**Written exercise**
In the article on employer mistakes that can lead to lawsuits, turn the paragraph starting "Georgia law is surprisingly lax" into a short bulleted list that keeps its main facts.

**Excerpt to read**

● ● ● ● ●

The relationship between an employer and their employees is heavily regulated.
Employees are guaranteed lots of different protections and rights, and
the laws creating these protections aren’t always clear or easy
to understand. Therefore, it’s fairly easy to find yourself in violation
of one, which can leave you subject to a lawsuit from a disgruntled worker,
especially for small businesses who may not have a human resources department.
Here are four mistakes that employers often make that could leave them
liable for a lawsuit.
This is a particularly large problem for small businesses, who often try
to bring people onboard as “independent contractors” in order
to avoid being required to pay for workers’ compensation insurance
as well as numerous other taxes. The problem is, workers who function
in employee-like roles can still hold you liable and sue for misclassification.
This is especially true for taxation purposes: make sure you know what
the IRS has to say about contractors vs. employees to avoid a tax liability problem.
Failing to Implement an Employee Handbook
You’ve decided to bring employees on board, which is fantastic, but
what are they expected to do? Are they required to meet a certain goal
each week? Do they have to work a certain number of hours? What are performance
minimums? These and loads of other questions can all be answered by implementing
an employee handbook. Giving this document to new hires not only details
rules that employees must follow and policies that will be enforced, but
employees receiving the book indicates they understand and are willing
to comply, which makes termination for breaking these policies less subject
Mishandling Break Times
Georgia law is surprisingly lax when it comes to meal and rest breaks throughout
the day. In fact, state laws do
not require that employees are given any sort of rest or meal breaks, unlike
many other states. However, most companies provide these breaks as a customary
measure, and that means careful documentation is mandatory. Federal law
requires that employees are paid for short breaks (five to 20 minutes),
while meal breaks of 30 minutes or more may be unpaid provided employees
may use this time as they wish. Failing to pay for short breaks or mishandling
break times to unfairly adjust pay is against the law.

● ● ● ● ●

**Listed records**
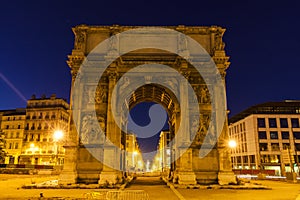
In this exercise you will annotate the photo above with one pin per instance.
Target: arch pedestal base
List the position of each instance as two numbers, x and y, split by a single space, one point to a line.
226 177
110 178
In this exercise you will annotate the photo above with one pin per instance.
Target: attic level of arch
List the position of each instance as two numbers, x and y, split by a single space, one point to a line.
126 62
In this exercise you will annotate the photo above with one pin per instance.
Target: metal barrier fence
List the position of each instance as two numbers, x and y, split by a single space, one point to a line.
117 195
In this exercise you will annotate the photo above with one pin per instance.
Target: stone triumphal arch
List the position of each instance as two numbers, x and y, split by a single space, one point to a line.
100 100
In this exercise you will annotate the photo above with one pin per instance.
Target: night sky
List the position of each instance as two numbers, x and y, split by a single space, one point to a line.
262 40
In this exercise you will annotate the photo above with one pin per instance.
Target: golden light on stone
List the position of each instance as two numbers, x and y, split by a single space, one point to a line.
58 135
232 143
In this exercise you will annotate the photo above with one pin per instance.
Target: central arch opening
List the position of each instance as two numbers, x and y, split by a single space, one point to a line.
147 123
151 125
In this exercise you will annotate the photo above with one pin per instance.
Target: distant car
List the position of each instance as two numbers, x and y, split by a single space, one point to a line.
51 183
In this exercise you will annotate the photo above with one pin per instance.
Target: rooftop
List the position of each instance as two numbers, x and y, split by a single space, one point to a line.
283 107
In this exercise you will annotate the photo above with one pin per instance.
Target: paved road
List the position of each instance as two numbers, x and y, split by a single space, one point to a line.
155 188
280 191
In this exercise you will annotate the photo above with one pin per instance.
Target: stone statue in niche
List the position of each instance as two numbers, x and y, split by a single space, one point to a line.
204 95
219 44
194 127
172 84
101 94
113 43
182 43
79 41
196 96
202 129
91 132
125 83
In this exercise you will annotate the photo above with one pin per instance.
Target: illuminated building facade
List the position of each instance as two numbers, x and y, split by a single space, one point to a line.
12 126
30 132
267 137
134 160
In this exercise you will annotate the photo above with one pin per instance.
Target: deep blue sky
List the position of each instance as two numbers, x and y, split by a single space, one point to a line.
262 39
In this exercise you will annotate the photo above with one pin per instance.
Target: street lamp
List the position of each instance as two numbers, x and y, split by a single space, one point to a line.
232 145
57 136
134 154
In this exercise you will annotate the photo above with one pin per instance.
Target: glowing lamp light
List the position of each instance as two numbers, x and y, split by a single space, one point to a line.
232 144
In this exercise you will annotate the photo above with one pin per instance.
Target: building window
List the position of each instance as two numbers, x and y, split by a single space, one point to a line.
272 123
252 158
262 135
275 146
286 146
283 123
261 123
263 146
245 159
297 146
296 135
274 158
295 122
285 135
273 135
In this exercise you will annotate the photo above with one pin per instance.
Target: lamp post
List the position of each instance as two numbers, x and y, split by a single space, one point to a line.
57 136
134 154
232 145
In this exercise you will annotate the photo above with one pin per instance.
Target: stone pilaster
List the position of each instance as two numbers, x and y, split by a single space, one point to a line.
111 173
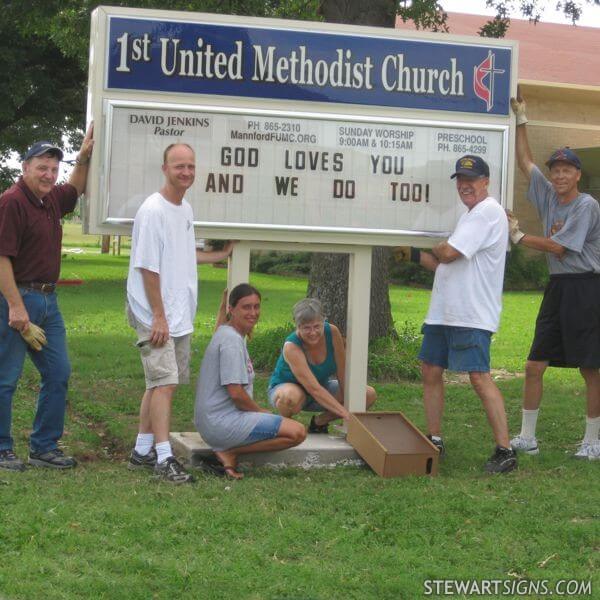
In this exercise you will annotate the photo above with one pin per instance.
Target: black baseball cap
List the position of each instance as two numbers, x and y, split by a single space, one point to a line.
471 166
43 147
564 155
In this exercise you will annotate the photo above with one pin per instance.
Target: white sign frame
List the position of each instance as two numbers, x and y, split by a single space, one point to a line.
94 211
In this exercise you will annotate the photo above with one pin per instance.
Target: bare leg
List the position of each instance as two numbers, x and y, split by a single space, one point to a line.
433 396
160 412
493 403
289 399
290 434
145 423
534 384
592 391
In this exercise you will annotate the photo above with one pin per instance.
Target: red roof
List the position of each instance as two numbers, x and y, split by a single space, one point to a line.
547 51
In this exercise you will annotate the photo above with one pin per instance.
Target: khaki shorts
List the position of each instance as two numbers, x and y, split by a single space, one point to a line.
163 365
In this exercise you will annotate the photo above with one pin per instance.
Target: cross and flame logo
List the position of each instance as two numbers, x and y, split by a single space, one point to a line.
483 79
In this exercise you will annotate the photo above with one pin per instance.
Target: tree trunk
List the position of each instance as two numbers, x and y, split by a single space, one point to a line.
328 278
328 281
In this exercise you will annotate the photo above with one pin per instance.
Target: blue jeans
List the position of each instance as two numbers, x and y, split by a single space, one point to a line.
52 362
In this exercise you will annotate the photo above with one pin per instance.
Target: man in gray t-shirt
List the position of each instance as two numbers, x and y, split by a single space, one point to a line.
567 332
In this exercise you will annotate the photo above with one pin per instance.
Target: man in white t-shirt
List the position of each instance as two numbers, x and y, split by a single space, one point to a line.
162 291
465 306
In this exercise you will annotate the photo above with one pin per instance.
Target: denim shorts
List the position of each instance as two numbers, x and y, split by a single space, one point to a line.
310 404
267 428
462 349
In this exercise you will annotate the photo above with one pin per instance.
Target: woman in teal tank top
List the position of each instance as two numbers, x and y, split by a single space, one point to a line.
309 373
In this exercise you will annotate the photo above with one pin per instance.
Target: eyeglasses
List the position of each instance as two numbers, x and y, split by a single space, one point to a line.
310 328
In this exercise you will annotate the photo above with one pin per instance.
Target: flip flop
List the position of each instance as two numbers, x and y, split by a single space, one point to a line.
231 473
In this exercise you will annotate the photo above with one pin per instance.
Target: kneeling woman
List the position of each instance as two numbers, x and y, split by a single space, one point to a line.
226 416
309 374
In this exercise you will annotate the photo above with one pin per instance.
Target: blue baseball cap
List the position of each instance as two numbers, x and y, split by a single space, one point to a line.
471 166
43 147
564 155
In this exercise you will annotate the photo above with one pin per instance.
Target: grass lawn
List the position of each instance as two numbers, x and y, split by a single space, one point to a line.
102 531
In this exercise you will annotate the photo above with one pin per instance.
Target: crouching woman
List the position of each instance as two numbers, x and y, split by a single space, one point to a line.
309 374
226 416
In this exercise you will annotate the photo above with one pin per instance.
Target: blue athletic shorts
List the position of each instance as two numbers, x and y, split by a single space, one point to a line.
462 349
267 428
310 404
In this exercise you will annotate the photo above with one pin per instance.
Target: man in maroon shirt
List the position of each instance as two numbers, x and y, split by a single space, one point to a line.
30 243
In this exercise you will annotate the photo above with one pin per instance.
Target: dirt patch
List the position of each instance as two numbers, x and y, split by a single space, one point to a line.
497 375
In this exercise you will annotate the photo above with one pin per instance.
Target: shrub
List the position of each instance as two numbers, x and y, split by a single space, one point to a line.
394 359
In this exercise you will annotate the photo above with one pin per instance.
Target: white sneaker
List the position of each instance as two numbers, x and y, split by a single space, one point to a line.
526 445
589 451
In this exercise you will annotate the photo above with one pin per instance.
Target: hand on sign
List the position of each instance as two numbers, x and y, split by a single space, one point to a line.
518 106
34 336
516 235
407 254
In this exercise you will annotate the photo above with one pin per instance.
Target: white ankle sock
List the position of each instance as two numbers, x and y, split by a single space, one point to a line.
163 451
144 443
529 422
592 427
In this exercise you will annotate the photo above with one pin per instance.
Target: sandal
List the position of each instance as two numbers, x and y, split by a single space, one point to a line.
230 472
314 428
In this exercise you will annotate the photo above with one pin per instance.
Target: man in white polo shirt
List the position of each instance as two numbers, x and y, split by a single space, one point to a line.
465 306
162 290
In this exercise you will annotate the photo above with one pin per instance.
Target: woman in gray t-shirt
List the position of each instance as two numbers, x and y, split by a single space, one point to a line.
226 416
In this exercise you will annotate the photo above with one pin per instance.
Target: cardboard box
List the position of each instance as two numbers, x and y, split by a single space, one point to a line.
391 445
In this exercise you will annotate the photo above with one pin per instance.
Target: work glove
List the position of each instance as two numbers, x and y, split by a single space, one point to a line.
519 107
34 336
407 254
516 235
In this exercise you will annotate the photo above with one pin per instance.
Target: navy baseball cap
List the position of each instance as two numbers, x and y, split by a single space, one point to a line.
43 147
564 155
471 166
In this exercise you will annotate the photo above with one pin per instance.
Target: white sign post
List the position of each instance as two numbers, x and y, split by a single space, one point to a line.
312 136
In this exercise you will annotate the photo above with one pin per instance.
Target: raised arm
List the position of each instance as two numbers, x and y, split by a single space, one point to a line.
78 178
213 256
524 155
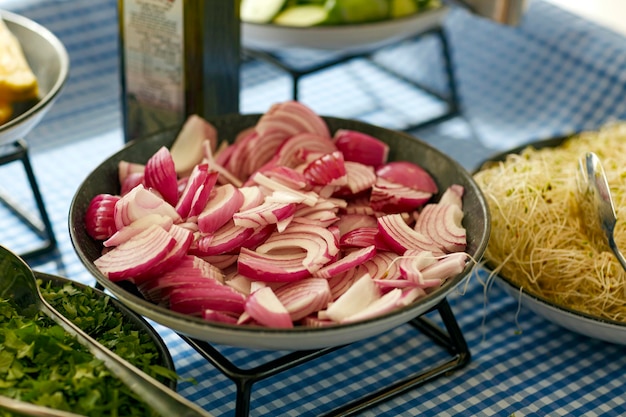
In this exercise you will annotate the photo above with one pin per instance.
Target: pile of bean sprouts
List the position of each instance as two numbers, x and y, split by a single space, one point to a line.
540 240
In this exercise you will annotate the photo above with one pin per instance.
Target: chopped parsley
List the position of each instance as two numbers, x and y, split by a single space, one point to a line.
41 364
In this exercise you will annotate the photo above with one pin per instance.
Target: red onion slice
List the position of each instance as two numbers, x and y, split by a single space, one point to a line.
100 216
265 307
187 147
140 202
304 297
400 237
360 295
408 174
349 261
195 299
137 227
266 267
361 147
160 174
223 203
136 256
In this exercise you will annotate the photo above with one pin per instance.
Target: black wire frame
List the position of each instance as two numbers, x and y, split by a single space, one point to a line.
41 226
450 338
451 98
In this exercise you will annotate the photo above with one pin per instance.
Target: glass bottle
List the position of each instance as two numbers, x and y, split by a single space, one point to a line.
177 57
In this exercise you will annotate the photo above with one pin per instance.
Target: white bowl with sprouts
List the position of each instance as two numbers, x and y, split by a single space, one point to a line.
542 249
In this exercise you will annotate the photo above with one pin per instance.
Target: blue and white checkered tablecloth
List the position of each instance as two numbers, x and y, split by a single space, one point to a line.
553 75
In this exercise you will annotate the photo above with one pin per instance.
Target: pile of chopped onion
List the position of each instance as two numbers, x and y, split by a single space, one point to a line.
288 225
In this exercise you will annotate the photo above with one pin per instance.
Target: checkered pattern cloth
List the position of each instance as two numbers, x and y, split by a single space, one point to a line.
554 74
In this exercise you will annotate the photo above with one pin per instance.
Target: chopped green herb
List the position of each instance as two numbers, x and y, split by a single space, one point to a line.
41 364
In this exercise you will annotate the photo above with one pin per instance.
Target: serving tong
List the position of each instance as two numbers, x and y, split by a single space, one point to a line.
18 282
596 201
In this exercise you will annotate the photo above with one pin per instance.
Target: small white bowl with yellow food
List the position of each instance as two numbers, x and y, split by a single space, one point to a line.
34 66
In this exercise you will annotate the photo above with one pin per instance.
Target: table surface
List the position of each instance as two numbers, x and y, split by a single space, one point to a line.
554 74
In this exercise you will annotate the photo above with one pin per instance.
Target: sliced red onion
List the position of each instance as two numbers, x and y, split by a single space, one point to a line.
126 169
223 203
408 174
360 178
131 181
290 153
411 295
361 206
286 176
382 266
351 260
413 262
188 271
140 202
361 147
160 174
239 283
137 227
304 297
223 261
195 299
324 218
340 283
328 169
252 197
195 195
266 267
400 237
378 307
453 195
349 222
187 147
136 256
227 239
265 214
391 198
356 299
264 307
443 224
259 236
183 238
447 267
319 243
219 316
310 199
359 238
386 284
100 216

● ● ● ● ●

**Solution**
- Georgia state law doesn't require employers to give rest or meal breaks, unlike many other states.
- Most companies offer these breaks anyway, so careful documentation is mandatory.
- Federal law requires employers to pay for short breaks of five to 20 minutes.
- Meal breaks of 30 minutes or more may be unpaid if employees can use the time as they wish.
- It's against the law to skip paying for short breaks or to mishandle break times to unfairly adjust pay.